(PROBLEM TO SOLVE) Copy out all of the entries, keeping every word the same.

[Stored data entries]
==================================================

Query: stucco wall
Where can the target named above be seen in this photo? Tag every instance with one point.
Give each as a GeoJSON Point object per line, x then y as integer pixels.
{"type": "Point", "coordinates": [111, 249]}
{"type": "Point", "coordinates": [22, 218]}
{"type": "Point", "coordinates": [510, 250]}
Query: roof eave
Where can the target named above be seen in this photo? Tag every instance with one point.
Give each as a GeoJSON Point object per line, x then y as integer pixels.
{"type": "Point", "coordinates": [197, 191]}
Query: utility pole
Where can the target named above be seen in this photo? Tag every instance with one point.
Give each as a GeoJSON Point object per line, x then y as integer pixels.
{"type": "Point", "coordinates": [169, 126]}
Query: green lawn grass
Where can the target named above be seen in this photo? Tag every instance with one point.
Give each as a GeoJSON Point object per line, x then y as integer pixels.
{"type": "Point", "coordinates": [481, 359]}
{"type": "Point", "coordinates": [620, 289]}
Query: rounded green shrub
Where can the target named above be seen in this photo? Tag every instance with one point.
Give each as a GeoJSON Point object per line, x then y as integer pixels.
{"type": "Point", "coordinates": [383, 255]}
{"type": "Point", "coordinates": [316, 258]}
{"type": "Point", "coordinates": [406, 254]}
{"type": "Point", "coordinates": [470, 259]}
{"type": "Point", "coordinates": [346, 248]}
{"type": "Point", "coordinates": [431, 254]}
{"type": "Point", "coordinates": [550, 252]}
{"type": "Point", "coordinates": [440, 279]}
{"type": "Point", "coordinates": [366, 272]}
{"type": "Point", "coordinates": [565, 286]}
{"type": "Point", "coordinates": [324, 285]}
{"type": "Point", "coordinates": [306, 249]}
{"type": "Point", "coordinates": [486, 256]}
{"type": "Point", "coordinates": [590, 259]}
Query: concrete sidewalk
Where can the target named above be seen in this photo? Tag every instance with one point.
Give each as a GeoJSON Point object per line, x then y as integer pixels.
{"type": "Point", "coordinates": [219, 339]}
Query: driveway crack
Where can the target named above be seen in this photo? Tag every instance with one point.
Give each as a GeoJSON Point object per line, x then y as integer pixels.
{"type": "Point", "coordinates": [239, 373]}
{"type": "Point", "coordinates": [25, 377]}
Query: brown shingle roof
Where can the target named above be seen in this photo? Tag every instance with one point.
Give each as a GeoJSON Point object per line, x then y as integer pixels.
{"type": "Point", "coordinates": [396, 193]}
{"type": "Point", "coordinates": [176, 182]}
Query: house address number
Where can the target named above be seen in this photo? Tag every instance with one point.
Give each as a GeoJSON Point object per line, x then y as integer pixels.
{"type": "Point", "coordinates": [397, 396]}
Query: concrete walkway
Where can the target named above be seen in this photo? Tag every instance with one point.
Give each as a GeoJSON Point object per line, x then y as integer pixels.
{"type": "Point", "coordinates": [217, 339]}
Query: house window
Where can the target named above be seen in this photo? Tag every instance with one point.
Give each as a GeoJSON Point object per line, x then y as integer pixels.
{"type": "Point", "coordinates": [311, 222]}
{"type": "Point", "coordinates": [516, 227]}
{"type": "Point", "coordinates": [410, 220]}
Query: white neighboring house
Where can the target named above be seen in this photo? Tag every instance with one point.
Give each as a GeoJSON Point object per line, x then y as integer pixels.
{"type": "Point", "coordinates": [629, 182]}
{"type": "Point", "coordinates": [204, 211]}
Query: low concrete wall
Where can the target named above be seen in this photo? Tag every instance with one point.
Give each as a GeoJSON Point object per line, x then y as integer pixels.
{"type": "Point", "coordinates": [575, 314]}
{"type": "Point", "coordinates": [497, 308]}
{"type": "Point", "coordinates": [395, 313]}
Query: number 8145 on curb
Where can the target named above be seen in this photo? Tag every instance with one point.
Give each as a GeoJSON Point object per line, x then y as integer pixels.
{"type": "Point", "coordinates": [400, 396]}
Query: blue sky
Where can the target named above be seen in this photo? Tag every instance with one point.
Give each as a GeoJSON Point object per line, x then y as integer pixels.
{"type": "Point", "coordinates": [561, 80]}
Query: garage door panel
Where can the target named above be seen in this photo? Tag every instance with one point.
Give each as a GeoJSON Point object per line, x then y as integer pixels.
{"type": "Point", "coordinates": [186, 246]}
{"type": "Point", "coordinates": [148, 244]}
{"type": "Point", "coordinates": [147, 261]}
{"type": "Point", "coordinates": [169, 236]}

==================================================

(EXERCISE SOLUTION)
Query: stucco wall
Where can the target named above be seen in this photo? Tag every instance with one point.
Give each as a GeoJSON Point object per line, x then y as integer pixels.
{"type": "Point", "coordinates": [111, 249]}
{"type": "Point", "coordinates": [22, 218]}
{"type": "Point", "coordinates": [510, 250]}
Query: roof eave
Where can the target named above be seen in this photo? Tag every instance with one point.
Give each as a GeoJSON Point object per line, x then y as integer pixels.
{"type": "Point", "coordinates": [197, 191]}
Query: utility pole
Where can the target named above be seen in this photo? Tag every instance with one point.
Give each as a GeoJSON Point object per line, x then y as integer pixels.
{"type": "Point", "coordinates": [169, 126]}
Query: green lawn grass
Where can the target named above be seen in this photo? Tag every instance with one point.
Give each as a GeoJSON Point object per line, x then y as integer pixels.
{"type": "Point", "coordinates": [481, 359]}
{"type": "Point", "coordinates": [620, 289]}
Query: rounded green shrub
Where can the target named above be seen in this photo? Tag every instance with one point.
Give each as a GeoJSON Point object per line, x then y as integer pixels.
{"type": "Point", "coordinates": [383, 255]}
{"type": "Point", "coordinates": [316, 258]}
{"type": "Point", "coordinates": [406, 254]}
{"type": "Point", "coordinates": [470, 259]}
{"type": "Point", "coordinates": [346, 248]}
{"type": "Point", "coordinates": [431, 254]}
{"type": "Point", "coordinates": [550, 252]}
{"type": "Point", "coordinates": [440, 279]}
{"type": "Point", "coordinates": [366, 272]}
{"type": "Point", "coordinates": [565, 286]}
{"type": "Point", "coordinates": [324, 285]}
{"type": "Point", "coordinates": [306, 249]}
{"type": "Point", "coordinates": [486, 256]}
{"type": "Point", "coordinates": [590, 259]}
Query: concrete sidewalk
Where can the target named above be seen in this photo? Tag every instance with one point.
Give each as a GeoJSON Point object per line, x then y as integer pixels.
{"type": "Point", "coordinates": [219, 339]}
Query: driveway crack
Where can the target named above be seen in this photo? Tag every instance with one point.
Give each as a GeoJSON Point object per line, x then y as integer pixels.
{"type": "Point", "coordinates": [239, 373]}
{"type": "Point", "coordinates": [25, 377]}
Query: brown shingle roof
Where can the target named above be seen in this photo? Tag every instance with one point.
Give each as a GeoJSON Point object per line, x then y as integer pixels.
{"type": "Point", "coordinates": [396, 193]}
{"type": "Point", "coordinates": [176, 182]}
Query: house address number
Where can the target named above be seen in this photo? Tag every instance with one point.
Give each as a GeoJSON Point object per line, x then y as integer pixels.
{"type": "Point", "coordinates": [397, 396]}
Query: concrete walkway
Where can the target named above be seen in this photo? Tag every instance with one point.
Give each as a GeoJSON Point object per line, x then y as integer pixels.
{"type": "Point", "coordinates": [217, 339]}
Query: house window
Where can the target named above be seen in this photo? Tag every instance with one point.
Give each as a GeoJSON Point object per line, x then y as integer pixels.
{"type": "Point", "coordinates": [311, 222]}
{"type": "Point", "coordinates": [516, 227]}
{"type": "Point", "coordinates": [410, 220]}
Query: white neighboring house
Where can the target named above be seen in this photo? Tag every instance with one point.
Give each as a GeoJSON Point object per line, x then y as integer pixels.
{"type": "Point", "coordinates": [629, 182]}
{"type": "Point", "coordinates": [204, 211]}
Query: low concrete wall
Where can the target named above be seen in this photo? Tag every instance with one point.
Give each as a GeoJSON Point object per line, x then y as integer pixels.
{"type": "Point", "coordinates": [575, 314]}
{"type": "Point", "coordinates": [497, 308]}
{"type": "Point", "coordinates": [395, 313]}
Query: number 8145 on curb
Where can the target named above be seen in this photo? Tag every instance with one point.
Give each as a GeoJSON Point object per line, x then y as integer pixels.
{"type": "Point", "coordinates": [400, 396]}
Query: blue sky
Where can the target named above be seen in this photo? Tag every instance with one point.
Give each as a GeoJSON Point object per line, x then y as integer pixels.
{"type": "Point", "coordinates": [561, 80]}
Query: garage door panel
Where can the target named above be seen in this photo? Tag every instance with one point.
Give each as a GeoJSON Point object per line, x then y as integer pixels.
{"type": "Point", "coordinates": [186, 246]}
{"type": "Point", "coordinates": [148, 244]}
{"type": "Point", "coordinates": [147, 261]}
{"type": "Point", "coordinates": [169, 236]}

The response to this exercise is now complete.